BEGIN
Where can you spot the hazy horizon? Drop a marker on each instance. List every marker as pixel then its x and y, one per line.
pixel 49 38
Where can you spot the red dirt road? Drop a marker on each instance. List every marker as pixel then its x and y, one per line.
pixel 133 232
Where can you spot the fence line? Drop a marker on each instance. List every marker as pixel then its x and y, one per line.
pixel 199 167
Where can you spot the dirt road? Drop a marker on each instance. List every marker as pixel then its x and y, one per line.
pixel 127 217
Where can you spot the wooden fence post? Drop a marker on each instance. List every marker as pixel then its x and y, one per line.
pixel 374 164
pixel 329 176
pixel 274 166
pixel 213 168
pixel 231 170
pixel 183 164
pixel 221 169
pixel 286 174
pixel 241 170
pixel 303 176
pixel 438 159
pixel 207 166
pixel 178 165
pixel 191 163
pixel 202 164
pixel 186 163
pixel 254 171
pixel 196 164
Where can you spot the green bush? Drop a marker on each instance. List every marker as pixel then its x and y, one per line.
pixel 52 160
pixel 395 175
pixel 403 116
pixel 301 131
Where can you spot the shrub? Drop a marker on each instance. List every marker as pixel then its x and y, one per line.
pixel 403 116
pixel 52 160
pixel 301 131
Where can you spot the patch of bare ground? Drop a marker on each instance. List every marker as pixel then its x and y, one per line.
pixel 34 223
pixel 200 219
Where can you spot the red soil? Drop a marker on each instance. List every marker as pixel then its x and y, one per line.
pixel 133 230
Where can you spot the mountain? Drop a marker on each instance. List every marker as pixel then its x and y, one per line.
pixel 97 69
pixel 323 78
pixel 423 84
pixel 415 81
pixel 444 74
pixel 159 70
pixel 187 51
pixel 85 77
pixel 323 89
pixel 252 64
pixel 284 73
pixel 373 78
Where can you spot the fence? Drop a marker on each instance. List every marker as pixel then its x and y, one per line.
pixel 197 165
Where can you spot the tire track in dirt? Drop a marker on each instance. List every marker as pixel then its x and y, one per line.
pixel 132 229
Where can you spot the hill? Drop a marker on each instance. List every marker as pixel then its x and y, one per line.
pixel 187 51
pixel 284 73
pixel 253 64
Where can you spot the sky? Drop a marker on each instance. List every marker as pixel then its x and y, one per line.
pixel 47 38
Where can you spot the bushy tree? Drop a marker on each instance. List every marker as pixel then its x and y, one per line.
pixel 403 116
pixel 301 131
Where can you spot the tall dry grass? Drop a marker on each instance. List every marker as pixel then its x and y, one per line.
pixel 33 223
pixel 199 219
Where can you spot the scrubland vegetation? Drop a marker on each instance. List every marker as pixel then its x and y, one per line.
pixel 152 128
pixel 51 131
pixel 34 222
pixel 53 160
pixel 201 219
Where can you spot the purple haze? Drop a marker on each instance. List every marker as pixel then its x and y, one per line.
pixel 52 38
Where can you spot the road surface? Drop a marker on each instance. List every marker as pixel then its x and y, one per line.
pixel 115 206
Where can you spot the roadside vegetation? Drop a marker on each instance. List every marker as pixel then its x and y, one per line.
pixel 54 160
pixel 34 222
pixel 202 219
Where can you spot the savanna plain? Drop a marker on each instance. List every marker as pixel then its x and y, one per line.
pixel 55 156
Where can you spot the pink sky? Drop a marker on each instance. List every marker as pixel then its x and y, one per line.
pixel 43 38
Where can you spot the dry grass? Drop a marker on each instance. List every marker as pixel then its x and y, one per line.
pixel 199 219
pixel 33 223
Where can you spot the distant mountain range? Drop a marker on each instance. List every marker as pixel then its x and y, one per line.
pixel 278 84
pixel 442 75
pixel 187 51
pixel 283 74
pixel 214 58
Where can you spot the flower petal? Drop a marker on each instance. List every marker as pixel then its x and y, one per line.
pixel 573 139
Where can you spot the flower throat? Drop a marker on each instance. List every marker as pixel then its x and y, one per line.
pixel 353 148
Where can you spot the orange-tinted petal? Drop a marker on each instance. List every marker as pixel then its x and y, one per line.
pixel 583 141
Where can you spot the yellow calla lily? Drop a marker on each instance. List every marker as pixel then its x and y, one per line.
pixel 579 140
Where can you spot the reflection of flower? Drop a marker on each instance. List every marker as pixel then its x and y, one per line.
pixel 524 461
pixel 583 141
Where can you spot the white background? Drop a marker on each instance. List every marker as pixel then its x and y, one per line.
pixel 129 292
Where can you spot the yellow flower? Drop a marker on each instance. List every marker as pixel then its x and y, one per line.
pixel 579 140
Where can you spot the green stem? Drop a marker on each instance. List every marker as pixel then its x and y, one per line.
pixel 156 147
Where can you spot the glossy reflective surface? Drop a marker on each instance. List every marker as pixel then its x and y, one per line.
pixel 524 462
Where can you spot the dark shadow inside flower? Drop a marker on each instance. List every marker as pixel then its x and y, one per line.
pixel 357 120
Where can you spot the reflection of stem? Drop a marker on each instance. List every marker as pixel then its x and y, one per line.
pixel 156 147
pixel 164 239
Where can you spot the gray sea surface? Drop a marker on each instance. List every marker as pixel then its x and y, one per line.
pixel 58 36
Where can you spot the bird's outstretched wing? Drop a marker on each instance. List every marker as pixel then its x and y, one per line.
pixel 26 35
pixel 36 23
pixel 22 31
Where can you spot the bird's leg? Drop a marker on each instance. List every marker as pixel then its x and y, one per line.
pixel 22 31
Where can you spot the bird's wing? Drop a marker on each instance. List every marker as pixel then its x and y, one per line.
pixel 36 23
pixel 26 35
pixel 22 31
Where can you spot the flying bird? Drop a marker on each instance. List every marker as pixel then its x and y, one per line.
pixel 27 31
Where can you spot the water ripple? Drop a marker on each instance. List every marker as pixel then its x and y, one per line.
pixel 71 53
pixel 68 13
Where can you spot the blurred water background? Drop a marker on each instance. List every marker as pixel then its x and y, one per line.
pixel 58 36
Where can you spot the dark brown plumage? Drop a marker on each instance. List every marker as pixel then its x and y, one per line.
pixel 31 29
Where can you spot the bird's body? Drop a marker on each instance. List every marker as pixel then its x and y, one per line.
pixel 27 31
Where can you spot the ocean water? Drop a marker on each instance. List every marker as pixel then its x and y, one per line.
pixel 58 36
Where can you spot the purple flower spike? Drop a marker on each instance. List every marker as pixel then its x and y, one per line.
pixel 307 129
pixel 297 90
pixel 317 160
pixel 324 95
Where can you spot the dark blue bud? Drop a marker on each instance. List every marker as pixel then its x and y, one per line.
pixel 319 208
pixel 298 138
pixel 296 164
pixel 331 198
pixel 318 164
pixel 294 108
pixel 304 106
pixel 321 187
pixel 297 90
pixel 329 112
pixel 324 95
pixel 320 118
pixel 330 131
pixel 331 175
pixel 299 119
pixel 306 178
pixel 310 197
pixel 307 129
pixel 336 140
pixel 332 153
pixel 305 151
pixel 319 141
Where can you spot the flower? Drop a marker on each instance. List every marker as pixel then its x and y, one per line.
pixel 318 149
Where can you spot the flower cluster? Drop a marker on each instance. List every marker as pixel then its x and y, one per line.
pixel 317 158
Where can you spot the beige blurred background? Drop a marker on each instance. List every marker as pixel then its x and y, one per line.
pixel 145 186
END
### WHAT THE TASK ASKS
Each entry above is to be transcribed exactly as it was written.

### REPLY TO THE EXERCISE
Where can you spot the hazy horizon? Drop a marker on each instance. List every marker as pixel then its x and y, one per line.
pixel 49 38
Where can you spot the red dirt road? Drop a marker on each instance. List every marker as pixel then its x and y, one per line.
pixel 133 232
Where can you spot the fence line? Drop a marker on each instance. List every marker as pixel then its x and y, one per line.
pixel 199 167
Where can you spot the dirt road? Drop a marker on each instance. List every marker as pixel then its x and y, one per line.
pixel 127 217
Where can you spot the wooden fence post? Drop a marker on each instance. List every marker as pixel then its x and y, one per line.
pixel 374 164
pixel 329 176
pixel 274 166
pixel 213 168
pixel 231 170
pixel 183 164
pixel 221 169
pixel 286 174
pixel 241 170
pixel 303 176
pixel 438 159
pixel 207 166
pixel 178 165
pixel 191 163
pixel 202 164
pixel 186 163
pixel 254 171
pixel 196 164
Where can you spot the green bush? Drop a marker on each instance. List every marker as pixel then its x and y, one per line.
pixel 52 160
pixel 395 175
pixel 403 116
pixel 301 131
Where can you spot the shrub? Drop a marker on each instance. List every marker as pixel then its x and y, one per line.
pixel 403 116
pixel 52 160
pixel 301 131
Where can you spot the patch of bare ground? Drop a marker on each instance. List every marker as pixel then its x and y, one per line.
pixel 34 223
pixel 200 219
Where can you spot the red soil? Drop a marker on each instance. List every marker as pixel then its x and y, one per line.
pixel 133 230
Where can you spot the mountain? Drop a marker on each instance. List every marker as pixel then its x and y, one per line.
pixel 97 69
pixel 323 78
pixel 423 84
pixel 415 81
pixel 444 74
pixel 159 70
pixel 187 51
pixel 85 77
pixel 323 89
pixel 252 64
pixel 284 73
pixel 373 78
Where can you spot the fence? Drop a marker on each instance. List every marker as pixel then its x and y, one per line.
pixel 197 165
Where can you spot the tire track in dirt? Drop a marker on each instance. List every marker as pixel then its x and y, one per line.
pixel 132 229
Where can you spot the hill? Drop a marker on each instance. List every marker as pixel then its x and y, one per line.
pixel 187 51
pixel 284 73
pixel 253 64
Where can you spot the sky? Drop a marker on each instance. List every marker as pixel then its x and y, one per line.
pixel 47 38
Where can you spot the bushy tree? Drop a marker on each instance. List every marker as pixel then its x and y, one per line.
pixel 403 116
pixel 301 131
Where can you spot the tall dry grass? Drop a marker on each instance. List every marker as pixel then its x and y, one per line.
pixel 33 223
pixel 199 219
Where can you spot the scrubland vegetation? Drop a marker on each instance. List every marker as pixel then its x and y, one per line.
pixel 152 128
pixel 51 131
pixel 34 222
pixel 53 160
pixel 201 219
Where can you spot the purple haze? Drop a marker on each instance. List every marker as pixel then its x and y, one per line.
pixel 52 38
Where can you spot the road surface? Drop a marker on each instance. List every marker as pixel then its x and y, one per line.
pixel 115 206
Where can you spot the roadside vegetation? Drop a marker on each instance. List every marker as pixel then its x and y, one per line.
pixel 54 160
pixel 34 222
pixel 202 219
Where can you spot the savanna plain? Drop a marker on each instance. List every marker as pixel then its x and y, one per line.
pixel 55 156
Where can you spot the pink sky? Drop a marker on each instance. List every marker as pixel then its x and y, one per line.
pixel 43 38
Where can you spot the dry grass? Drop a marker on each instance. List every marker as pixel then its x and y, one per line.
pixel 199 219
pixel 33 223
Where can you spot the distant mountain range? Drop a marker on each instance. List every marker as pixel then its x and y, one per line.
pixel 278 84
pixel 442 75
pixel 187 51
pixel 283 74
pixel 214 58
Where can you spot the flower petal? Drop a marker on each instance. List every marker as pixel then its x and y, one per line.
pixel 573 139
Where can you spot the flower throat? Drop a marker on each instance. List every marker as pixel then its x and y, one per line.
pixel 353 148
Where can you spot the orange-tinted petal? Drop a marker on each instance. List every marker as pixel then its x and y, one per line.
pixel 583 141
Where can you spot the yellow calla lily? Drop a marker on each instance. List every marker as pixel then its x and y, one per line.
pixel 579 140
Where can you spot the reflection of flower? Drop a marker on each instance. List every marker as pixel then its x and y, one per line.
pixel 524 461
pixel 583 141
Where can you spot the white background? Drop a marker on each instance. List every marker as pixel then its x and y, one per line.
pixel 129 292
Where can you spot the yellow flower? Drop a marker on each instance. List every marker as pixel then its x and y, one per line.
pixel 579 140
Where can you spot the green stem? Drop a marker on each instance. List every marker as pixel then its x and y, one per line.
pixel 156 147
Where can you spot the glossy reflective surface? Drop a marker on each instance. List every marker as pixel then its x and y, one per line.
pixel 524 462
Where can you spot the dark shadow inside flower? Drop a marker on each instance. List every marker as pixel then its x and y, one per line.
pixel 357 120
Where can you spot the reflection of stem? Drop a marker on each instance. List every marker as pixel then its x and y, one per line.
pixel 156 147
pixel 164 239
Where can you spot the gray sea surface? Drop a marker on each instance. List every marker as pixel then its x and y, one per line.
pixel 58 36
Where can you spot the bird's outstretched wing? Drop a marker on each instance. List every marker as pixel then its x and y, one per line.
pixel 26 35
pixel 36 23
pixel 22 31
Where can you spot the bird's leg? Drop a marker on each instance. List every marker as pixel then its x and y, one per line.
pixel 22 31
Where can you spot the bird's wing? Drop a marker on each instance. List every marker as pixel then its x and y, one per line.
pixel 36 23
pixel 26 35
pixel 22 31
Where can you spot the flying bird? Drop a marker on each instance. List every marker as pixel then its x and y, one per line.
pixel 27 31
Where can you spot the water ripple? Drop a marker on each instance. List every marker as pixel then its x and y, one per line.
pixel 71 53
pixel 68 13
Where can you spot the blurred water background? Drop a marker on each instance. List every marker as pixel then its x and y, one per line.
pixel 58 36
Where can you spot the dark brown plumage? Drop a marker on each instance. List every marker as pixel then its x and y, one per line.
pixel 31 29
Where can you spot the bird's body? Drop a marker on each instance. List every marker as pixel then its x and y, one per line.
pixel 27 31
Where can you spot the ocean water? Drop a marker on each instance. List every marker as pixel then its x and y, one per line.
pixel 58 36
Where can you spot the purple flower spike? Drop a marker on each instance. List every marker as pixel then its x and y, one per line.
pixel 307 129
pixel 297 90
pixel 317 160
pixel 324 95
Where can you spot the dark blue bud? Drop a marker on each instance. List every marker as pixel then its x and y, one per line.
pixel 319 208
pixel 298 138
pixel 296 164
pixel 331 198
pixel 318 164
pixel 294 108
pixel 304 106
pixel 321 187
pixel 297 90
pixel 329 112
pixel 324 95
pixel 320 118
pixel 330 131
pixel 331 175
pixel 299 119
pixel 306 178
pixel 310 197
pixel 307 129
pixel 336 140
pixel 332 153
pixel 305 151
pixel 319 141
Where can you spot the flower? Drop a marker on each instance. List every marker as pixel then its x and y, one per line.
pixel 318 149
Where can you spot the flower cluster? Drop a marker on each instance. List every marker as pixel then its x and y, one per line.
pixel 317 158
Where can you spot the beige blurred background? Drop a marker on each instance. List every marker as pixel then its x and y, one per line.
pixel 145 186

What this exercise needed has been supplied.